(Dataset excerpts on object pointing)
◆ ◆ ◆ ◆

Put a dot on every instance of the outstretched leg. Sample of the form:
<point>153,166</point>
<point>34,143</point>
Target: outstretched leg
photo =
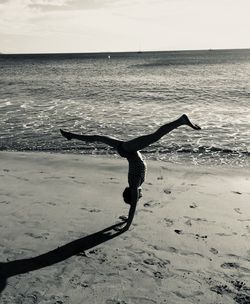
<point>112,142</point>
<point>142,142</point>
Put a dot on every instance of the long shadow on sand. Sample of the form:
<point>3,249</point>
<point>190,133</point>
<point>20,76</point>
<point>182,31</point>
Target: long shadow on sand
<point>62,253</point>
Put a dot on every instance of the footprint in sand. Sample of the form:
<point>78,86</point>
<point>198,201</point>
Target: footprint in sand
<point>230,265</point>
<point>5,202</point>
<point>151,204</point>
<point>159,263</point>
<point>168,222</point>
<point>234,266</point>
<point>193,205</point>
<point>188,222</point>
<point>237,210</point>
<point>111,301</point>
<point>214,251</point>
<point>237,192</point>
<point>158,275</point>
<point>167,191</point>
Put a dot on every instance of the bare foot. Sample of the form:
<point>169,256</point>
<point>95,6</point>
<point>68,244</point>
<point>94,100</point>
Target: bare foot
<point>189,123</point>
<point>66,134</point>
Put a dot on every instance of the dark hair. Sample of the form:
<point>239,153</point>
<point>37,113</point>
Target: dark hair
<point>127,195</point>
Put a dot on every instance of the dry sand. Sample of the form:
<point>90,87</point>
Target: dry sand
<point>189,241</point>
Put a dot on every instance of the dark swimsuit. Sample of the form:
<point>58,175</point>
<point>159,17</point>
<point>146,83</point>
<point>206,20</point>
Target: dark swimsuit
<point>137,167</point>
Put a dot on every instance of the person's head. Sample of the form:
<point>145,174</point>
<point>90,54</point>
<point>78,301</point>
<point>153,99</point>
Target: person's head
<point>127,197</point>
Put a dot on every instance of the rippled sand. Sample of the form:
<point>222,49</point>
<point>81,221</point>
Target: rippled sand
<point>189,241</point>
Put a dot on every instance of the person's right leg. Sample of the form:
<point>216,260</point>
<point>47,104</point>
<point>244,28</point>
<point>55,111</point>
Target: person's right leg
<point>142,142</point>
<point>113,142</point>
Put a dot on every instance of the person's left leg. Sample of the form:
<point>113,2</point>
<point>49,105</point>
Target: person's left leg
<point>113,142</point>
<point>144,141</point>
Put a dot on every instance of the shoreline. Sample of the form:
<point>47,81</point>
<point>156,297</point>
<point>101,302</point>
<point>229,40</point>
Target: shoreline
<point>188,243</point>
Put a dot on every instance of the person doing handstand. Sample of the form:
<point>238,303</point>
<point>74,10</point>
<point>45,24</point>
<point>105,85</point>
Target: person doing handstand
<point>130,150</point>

◆ ◆ ◆ ◆

Give again, word for word, every line from the one holding "Put a dot on every instance of the bare" to the end of the data.

Put a dot on every instance of the bare foot. Sample of the form:
<point>169,256</point>
<point>95,6</point>
<point>68,244</point>
<point>94,100</point>
Target: bare foot
<point>189,123</point>
<point>66,134</point>
Put a dot on every instance of the dark hair. Sample of the form:
<point>239,153</point>
<point>37,113</point>
Target: dark hair
<point>127,195</point>
Put a dot on every instance of the dry sand. Sample of the form:
<point>90,87</point>
Target: dry sand
<point>189,241</point>
Put a dot on every instance of the dark swimsuit. Sample of the form:
<point>58,175</point>
<point>159,17</point>
<point>146,83</point>
<point>206,20</point>
Target: dark swimsuit
<point>137,167</point>
Put a dot on every instance of the person's head. Sample of the form:
<point>145,174</point>
<point>90,54</point>
<point>78,301</point>
<point>153,99</point>
Target: person's head
<point>127,197</point>
Put a dot on every instance of the rippled sand. Sample of the form:
<point>222,49</point>
<point>81,221</point>
Target: rippled sand
<point>189,241</point>
Put a dot on every instance of the person's right leg. Sample of the form:
<point>216,260</point>
<point>47,104</point>
<point>244,28</point>
<point>55,111</point>
Target: person's right leg
<point>142,142</point>
<point>113,142</point>
Put a dot on every instance of the person's left leg. Sample of the form:
<point>113,2</point>
<point>49,105</point>
Target: person's left leg
<point>113,142</point>
<point>144,141</point>
Put a dot on every instance of the shoreline. Sample of the form:
<point>47,81</point>
<point>156,297</point>
<point>101,302</point>
<point>229,40</point>
Target: shoreline
<point>188,243</point>
Put a dot on every instance of the person doing handstand. Sample of the form:
<point>238,303</point>
<point>74,10</point>
<point>45,24</point>
<point>105,85</point>
Target: person doing handstand
<point>130,150</point>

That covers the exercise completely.